— Raw data —

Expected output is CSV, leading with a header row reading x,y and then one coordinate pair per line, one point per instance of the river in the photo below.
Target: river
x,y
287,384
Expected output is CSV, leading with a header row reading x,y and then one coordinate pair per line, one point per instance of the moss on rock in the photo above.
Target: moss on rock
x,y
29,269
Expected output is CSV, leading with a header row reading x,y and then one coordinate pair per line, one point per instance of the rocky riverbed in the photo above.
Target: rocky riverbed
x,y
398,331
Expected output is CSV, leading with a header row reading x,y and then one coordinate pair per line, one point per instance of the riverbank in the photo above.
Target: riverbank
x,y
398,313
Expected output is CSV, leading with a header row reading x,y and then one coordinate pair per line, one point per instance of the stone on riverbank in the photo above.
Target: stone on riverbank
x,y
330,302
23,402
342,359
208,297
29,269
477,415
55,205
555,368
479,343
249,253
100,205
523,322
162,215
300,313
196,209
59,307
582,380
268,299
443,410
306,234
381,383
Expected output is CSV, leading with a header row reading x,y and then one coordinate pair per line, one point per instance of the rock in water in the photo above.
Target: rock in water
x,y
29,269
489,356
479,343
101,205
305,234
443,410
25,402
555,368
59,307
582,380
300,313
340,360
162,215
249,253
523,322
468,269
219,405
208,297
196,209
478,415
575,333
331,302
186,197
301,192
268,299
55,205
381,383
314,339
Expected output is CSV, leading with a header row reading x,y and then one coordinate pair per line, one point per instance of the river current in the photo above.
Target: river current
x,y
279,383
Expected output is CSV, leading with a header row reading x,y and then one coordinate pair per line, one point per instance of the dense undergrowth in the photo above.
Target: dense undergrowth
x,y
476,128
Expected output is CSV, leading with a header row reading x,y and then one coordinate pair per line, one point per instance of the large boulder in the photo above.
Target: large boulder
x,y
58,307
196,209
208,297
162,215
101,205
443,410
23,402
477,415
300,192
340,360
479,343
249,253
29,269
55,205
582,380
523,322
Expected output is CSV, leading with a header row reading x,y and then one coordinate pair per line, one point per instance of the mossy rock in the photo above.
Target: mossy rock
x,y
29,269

— Instruction —
Put each line of the records above into a Markdown table with the columns Row and Line, giving each line a row number and skipping blank lines.

— Correct result —
| Row | Line |
|---|---|
| 1 | Expected output is CSV, leading with a header row reading x,y and then one coordinate pair per line, one point per instance of the river in the photo below. |
| 2 | Target: river |
| 3 | x,y |
| 4 | 287,384 |
| 5 | Expected output is CSV, leading with a header row reading x,y and then one coordinate pair per line, one point per instance of the moss on rock in the photo above. |
| 6 | Target: moss on rock |
| 7 | x,y |
| 8 | 29,269 |
| 9 | Expected output is CSV, leading with a header row reading x,y and then one coordinate pair per line, one point per instance of the rocky riverbed in the photo above. |
| 10 | Target: rocky riverbed |
| 11 | x,y |
| 12 | 398,331 |
| 13 | Expected output is CSV, leading with a header row reading x,y and then one coordinate pair per line, one point per instance of the riverbank in the photo above. |
| 14 | Target: riverbank |
| 15 | x,y |
| 16 | 398,313 |
| 17 | Expected output is CSV, leading with a header row reading x,y and then one coordinate pair per line, one point per instance of the stone on riverbank in the photo above. |
| 18 | Target: stone on riverbank |
| 19 | x,y |
| 20 | 330,302 |
| 21 | 23,402 |
| 22 | 342,359 |
| 23 | 208,297 |
| 24 | 29,269 |
| 25 | 477,415 |
| 26 | 55,205 |
| 27 | 555,368 |
| 28 | 479,343 |
| 29 | 249,253 |
| 30 | 100,205 |
| 31 | 523,322 |
| 32 | 162,215 |
| 33 | 300,313 |
| 34 | 196,209 |
| 35 | 59,307 |
| 36 | 582,380 |
| 37 | 268,299 |
| 38 | 443,410 |
| 39 | 306,234 |
| 40 | 381,383 |
| 41 | Expected output is CSV, leading with a header row reading x,y and then one coordinate pair per line, one point per instance of the rock in water in the photo above. |
| 42 | Target: rock in water |
| 43 | x,y |
| 44 | 29,269 |
| 45 | 489,356 |
| 46 | 479,343 |
| 47 | 101,205 |
| 48 | 305,234 |
| 49 | 443,410 |
| 50 | 25,402 |
| 51 | 555,368 |
| 52 | 59,307 |
| 53 | 582,380 |
| 54 | 300,313 |
| 55 | 340,360 |
| 56 | 162,215 |
| 57 | 249,253 |
| 58 | 523,322 |
| 59 | 468,269 |
| 60 | 219,405 |
| 61 | 208,297 |
| 62 | 196,209 |
| 63 | 478,415 |
| 64 | 575,333 |
| 65 | 331,302 |
| 66 | 186,197 |
| 67 | 301,192 |
| 68 | 268,299 |
| 69 | 55,205 |
| 70 | 381,383 |
| 71 | 314,339 |
| 72 | Expected output is CSV, leading with a header row reading x,y and then one coordinate pair per line, one point per instance of the river current in the photo above. |
| 73 | Target: river current |
| 74 | x,y |
| 75 | 279,383 |
| 76 | Expected output is CSV, leading with a header row reading x,y and then one coordinate pair per line, one point per instance of the dense undergrowth in the photo above. |
| 77 | Target: dense undergrowth |
| 78 | x,y |
| 79 | 476,128 |
| 80 | Expected output is CSV, leading with a header row reading x,y and then one coordinate pair per line, one point per instance of the large boulder in the photo above. |
| 81 | Target: large boulder |
| 82 | x,y |
| 83 | 58,307 |
| 84 | 196,209 |
| 85 | 208,297 |
| 86 | 162,215 |
| 87 | 101,205 |
| 88 | 443,410 |
| 89 | 23,402 |
| 90 | 477,415 |
| 91 | 300,192 |
| 92 | 340,360 |
| 93 | 479,343 |
| 94 | 249,253 |
| 95 | 29,269 |
| 96 | 55,205 |
| 97 | 582,380 |
| 98 | 523,322 |
| 99 | Expected output is CSV, leading with a header row reading x,y and then one coordinate pair per line, one point per instance of the mossy rock in the photo above. |
| 100 | Target: mossy rock |
| 101 | x,y |
| 102 | 29,269 |